• Task instructions:
Swap "dry grass patch" for "dead grass patch" throughout the lines below, keeping everything else the same. Leave the pictures out of your copy.

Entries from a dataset
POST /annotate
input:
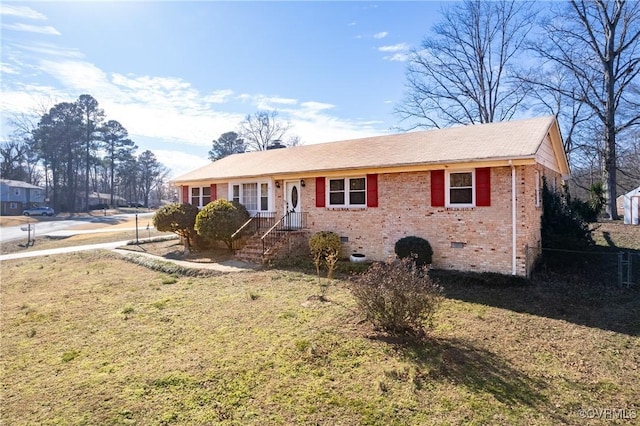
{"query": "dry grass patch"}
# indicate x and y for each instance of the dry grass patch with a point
(89, 338)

• Full answer:
POST /annotate
input:
{"query": "dead grass patch"}
# indicate x and y for each instance of the dead grass patch with a point
(89, 338)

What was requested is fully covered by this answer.